Problem requirements
Print nothing beyond the line with "house in this photo.": every line from the beginning of the data up to it, that line included, and no pictures.

Records from a data collection
- - - -
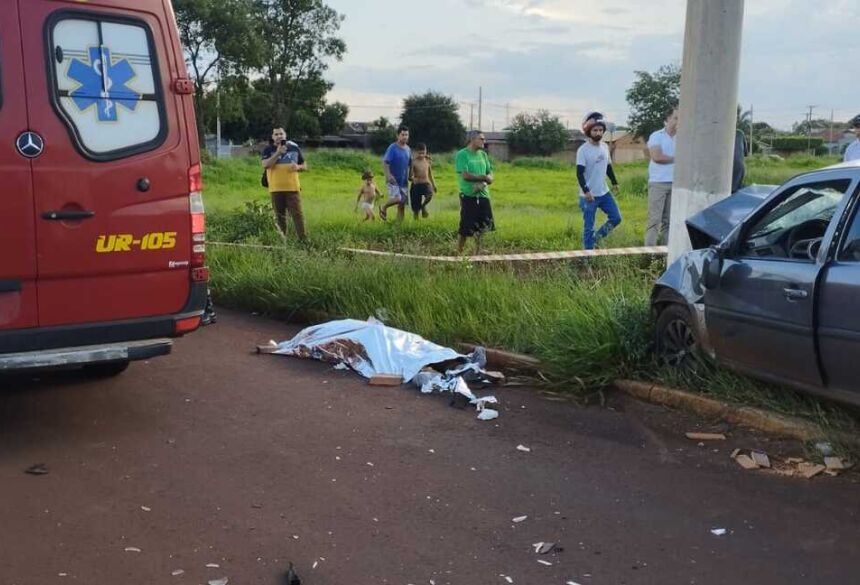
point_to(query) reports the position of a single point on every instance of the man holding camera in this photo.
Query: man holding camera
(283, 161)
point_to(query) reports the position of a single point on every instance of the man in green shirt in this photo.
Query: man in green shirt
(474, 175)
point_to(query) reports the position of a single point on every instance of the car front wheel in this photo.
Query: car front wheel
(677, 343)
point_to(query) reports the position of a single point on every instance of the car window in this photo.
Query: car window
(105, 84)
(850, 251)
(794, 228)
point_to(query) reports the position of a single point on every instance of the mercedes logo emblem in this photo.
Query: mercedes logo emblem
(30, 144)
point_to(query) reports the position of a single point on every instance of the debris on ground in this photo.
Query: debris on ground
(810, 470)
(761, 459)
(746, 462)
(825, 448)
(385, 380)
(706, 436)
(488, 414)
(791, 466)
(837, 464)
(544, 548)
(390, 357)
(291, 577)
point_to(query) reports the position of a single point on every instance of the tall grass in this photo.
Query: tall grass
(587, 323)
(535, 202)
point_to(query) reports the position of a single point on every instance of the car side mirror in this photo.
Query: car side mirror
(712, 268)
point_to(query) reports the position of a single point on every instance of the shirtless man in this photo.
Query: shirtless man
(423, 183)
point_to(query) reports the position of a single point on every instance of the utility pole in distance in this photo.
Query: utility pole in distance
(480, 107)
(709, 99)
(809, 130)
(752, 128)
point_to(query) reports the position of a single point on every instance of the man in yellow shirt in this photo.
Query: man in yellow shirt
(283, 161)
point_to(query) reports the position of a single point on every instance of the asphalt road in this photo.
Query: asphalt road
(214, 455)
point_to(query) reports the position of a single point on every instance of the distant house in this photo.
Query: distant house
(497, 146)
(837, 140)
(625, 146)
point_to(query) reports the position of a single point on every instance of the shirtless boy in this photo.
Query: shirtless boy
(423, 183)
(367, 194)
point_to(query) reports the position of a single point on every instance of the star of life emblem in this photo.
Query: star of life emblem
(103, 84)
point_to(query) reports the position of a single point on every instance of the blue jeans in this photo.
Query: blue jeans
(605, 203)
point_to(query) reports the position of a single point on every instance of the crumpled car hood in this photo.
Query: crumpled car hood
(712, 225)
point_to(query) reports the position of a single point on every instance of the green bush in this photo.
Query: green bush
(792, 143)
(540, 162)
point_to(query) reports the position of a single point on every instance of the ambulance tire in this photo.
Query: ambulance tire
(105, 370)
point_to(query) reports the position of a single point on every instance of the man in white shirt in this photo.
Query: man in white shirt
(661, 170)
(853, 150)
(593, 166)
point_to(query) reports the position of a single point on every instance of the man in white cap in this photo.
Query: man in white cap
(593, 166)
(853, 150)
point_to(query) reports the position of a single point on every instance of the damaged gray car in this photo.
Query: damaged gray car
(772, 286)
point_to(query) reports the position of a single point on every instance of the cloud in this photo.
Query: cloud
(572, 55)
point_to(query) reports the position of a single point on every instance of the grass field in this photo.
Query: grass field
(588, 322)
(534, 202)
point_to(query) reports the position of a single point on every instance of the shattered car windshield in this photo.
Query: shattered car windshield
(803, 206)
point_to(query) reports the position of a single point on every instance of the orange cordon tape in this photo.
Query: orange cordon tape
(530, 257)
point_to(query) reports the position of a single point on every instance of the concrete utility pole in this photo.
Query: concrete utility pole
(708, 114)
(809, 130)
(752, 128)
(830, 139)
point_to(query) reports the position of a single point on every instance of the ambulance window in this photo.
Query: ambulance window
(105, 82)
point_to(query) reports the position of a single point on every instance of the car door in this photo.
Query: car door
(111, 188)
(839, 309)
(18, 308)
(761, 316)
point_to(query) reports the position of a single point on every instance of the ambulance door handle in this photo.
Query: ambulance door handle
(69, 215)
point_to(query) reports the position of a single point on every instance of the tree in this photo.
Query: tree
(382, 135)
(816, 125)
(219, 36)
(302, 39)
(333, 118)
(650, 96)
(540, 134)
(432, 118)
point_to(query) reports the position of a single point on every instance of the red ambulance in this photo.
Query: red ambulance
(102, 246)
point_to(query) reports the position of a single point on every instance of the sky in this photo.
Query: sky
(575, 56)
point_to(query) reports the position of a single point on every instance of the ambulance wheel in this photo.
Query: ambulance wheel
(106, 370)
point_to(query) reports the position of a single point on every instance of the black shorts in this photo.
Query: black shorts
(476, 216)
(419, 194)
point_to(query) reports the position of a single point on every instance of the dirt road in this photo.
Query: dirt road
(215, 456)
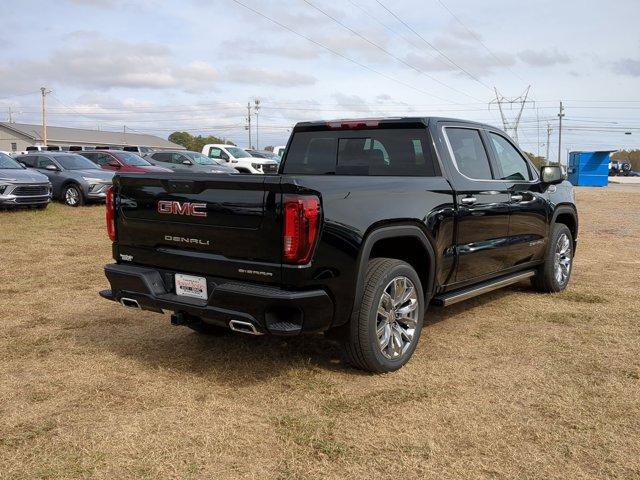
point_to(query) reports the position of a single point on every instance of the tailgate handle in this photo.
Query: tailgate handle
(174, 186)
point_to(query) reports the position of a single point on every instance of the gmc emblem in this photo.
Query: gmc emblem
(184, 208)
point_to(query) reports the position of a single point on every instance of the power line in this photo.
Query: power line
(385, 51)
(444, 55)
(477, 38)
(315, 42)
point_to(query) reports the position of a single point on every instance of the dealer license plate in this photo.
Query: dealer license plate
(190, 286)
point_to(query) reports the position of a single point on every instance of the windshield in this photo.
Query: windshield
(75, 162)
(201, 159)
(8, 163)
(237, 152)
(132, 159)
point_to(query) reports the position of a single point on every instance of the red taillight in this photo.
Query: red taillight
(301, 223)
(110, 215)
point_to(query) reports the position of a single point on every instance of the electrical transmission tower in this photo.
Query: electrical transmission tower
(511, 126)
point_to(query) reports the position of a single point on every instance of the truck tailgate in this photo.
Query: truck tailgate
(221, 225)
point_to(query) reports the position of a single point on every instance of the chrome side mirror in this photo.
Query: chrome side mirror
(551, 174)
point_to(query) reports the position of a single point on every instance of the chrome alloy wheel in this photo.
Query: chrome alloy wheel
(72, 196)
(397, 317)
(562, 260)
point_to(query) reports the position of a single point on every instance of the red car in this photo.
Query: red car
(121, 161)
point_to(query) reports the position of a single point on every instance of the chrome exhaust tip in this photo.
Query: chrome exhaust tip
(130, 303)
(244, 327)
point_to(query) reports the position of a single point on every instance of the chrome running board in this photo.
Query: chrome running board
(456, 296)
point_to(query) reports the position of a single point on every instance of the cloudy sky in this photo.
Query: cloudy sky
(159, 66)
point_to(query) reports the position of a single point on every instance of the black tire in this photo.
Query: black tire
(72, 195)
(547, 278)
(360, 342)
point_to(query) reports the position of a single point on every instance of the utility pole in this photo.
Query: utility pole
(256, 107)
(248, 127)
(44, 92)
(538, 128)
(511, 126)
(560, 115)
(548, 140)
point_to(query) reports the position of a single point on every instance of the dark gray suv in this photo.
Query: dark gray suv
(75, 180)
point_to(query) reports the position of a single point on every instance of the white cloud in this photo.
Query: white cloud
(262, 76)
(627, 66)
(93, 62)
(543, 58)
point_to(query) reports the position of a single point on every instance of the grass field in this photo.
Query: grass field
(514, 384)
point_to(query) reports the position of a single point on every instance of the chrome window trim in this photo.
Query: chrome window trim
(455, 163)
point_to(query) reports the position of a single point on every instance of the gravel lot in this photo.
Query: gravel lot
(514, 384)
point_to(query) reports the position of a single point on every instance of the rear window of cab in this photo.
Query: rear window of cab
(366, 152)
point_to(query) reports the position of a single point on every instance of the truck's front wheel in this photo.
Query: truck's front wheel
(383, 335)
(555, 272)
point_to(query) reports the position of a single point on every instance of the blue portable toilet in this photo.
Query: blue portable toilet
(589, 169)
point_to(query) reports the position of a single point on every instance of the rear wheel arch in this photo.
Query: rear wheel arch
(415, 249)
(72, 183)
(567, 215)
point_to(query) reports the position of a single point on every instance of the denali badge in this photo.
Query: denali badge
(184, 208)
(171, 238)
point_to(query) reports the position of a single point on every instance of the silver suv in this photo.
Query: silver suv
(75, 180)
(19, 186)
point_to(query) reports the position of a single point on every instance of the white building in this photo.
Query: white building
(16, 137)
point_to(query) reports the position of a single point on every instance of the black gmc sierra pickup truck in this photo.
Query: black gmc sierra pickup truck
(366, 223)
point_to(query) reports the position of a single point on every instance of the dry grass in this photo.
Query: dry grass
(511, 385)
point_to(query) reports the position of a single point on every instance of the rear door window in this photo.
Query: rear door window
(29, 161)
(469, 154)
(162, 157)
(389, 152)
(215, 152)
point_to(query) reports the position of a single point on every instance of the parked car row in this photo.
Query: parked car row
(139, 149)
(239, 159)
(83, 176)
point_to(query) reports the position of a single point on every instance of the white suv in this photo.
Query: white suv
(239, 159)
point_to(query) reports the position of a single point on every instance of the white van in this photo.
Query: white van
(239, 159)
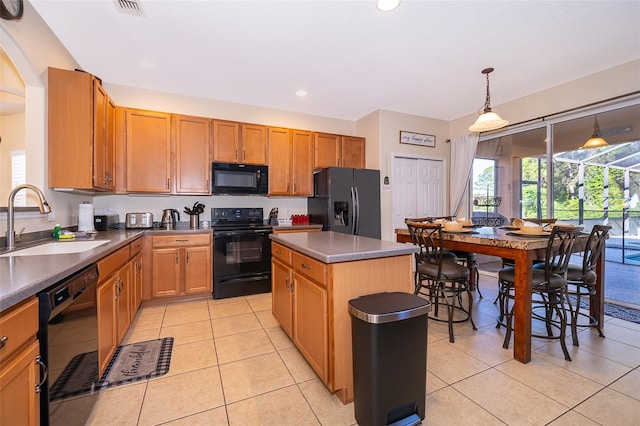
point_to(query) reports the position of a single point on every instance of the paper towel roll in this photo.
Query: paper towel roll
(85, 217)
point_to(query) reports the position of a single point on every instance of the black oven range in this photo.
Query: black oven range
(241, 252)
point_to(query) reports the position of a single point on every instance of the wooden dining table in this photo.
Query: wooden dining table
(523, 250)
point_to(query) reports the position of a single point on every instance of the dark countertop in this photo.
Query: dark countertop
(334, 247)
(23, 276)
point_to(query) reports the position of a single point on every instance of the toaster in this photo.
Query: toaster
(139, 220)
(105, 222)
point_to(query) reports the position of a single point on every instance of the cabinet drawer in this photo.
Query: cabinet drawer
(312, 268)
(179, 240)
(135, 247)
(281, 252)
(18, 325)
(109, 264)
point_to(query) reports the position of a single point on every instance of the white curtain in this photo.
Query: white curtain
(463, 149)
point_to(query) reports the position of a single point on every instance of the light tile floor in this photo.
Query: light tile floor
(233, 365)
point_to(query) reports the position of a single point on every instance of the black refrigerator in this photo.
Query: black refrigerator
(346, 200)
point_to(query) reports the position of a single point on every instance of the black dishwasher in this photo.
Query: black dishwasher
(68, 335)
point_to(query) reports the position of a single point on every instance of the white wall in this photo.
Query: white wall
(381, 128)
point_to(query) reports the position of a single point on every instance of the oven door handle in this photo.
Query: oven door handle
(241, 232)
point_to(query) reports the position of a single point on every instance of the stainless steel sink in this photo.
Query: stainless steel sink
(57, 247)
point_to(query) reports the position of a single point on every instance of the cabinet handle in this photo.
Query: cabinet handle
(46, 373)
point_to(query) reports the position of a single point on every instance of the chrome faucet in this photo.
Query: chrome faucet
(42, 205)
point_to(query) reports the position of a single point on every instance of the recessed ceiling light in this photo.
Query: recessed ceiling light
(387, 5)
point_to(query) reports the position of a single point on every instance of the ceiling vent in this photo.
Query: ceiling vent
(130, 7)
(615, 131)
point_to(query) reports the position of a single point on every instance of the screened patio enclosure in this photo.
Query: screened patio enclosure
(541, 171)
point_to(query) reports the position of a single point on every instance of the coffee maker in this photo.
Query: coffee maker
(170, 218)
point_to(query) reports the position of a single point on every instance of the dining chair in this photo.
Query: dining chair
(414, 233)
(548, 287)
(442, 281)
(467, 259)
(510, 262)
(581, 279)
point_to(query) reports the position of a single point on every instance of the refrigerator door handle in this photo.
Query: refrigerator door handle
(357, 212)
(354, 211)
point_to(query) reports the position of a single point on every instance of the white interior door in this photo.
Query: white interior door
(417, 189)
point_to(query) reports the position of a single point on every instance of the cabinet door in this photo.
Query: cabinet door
- - - -
Exercise response
point_to(query) reports the position of a single point on every instance of the man holding camera in this photo.
Query: man holding camera
(283, 161)
point_to(query) reports the position of a single point on every instance of the man in green shirt in this photo.
Query: man in green shirt
(474, 175)
point_to(query) reports the position of a single point on every instance of the car front wheel in this photo.
Query: car front wheel
(677, 343)
point_to(query) reports the position of a single point on every instance of the car window in this photo.
Query: car window
(105, 84)
(850, 251)
(794, 228)
point_to(query) reports the position of a single point on every instance of the mercedes logo emblem in this photo.
Query: mercedes logo emblem
(30, 144)
point_to(query) reports the position of a single point on every instance of the debris on ground in this photo.
Query: debris on ground
(810, 470)
(761, 459)
(746, 462)
(825, 448)
(385, 380)
(706, 436)
(488, 414)
(791, 466)
(837, 464)
(544, 548)
(390, 357)
(291, 577)
point_to(query) reports the position of a single point on every instance of the tall grass in this photo.
Query: tall grass
(587, 323)
(535, 202)
point_to(query) reports the position of a single point on every instance of the car side mirror in this photo.
Query: car side mirror
(712, 268)
point_to(query) reports the position of a single point on every instance of the shirtless man in this photo.
Query: shirtless man
(423, 183)
point_to(query) reports the position of a single point on every instance of the utility pole in distance in this photo.
Query: utility pole in distance
(480, 107)
(709, 99)
(809, 130)
(752, 128)
point_to(query) reports the position of a single point on every instance of the man in yellow shirt in this photo.
Query: man in yellow shirt
(283, 161)
point_to(query) reports the position of a single point on every instance of the asphalt road in this photo.
Query: asphalt road
(214, 455)
point_to(query) reports the position of a single point on every instance of the distant house in this photo.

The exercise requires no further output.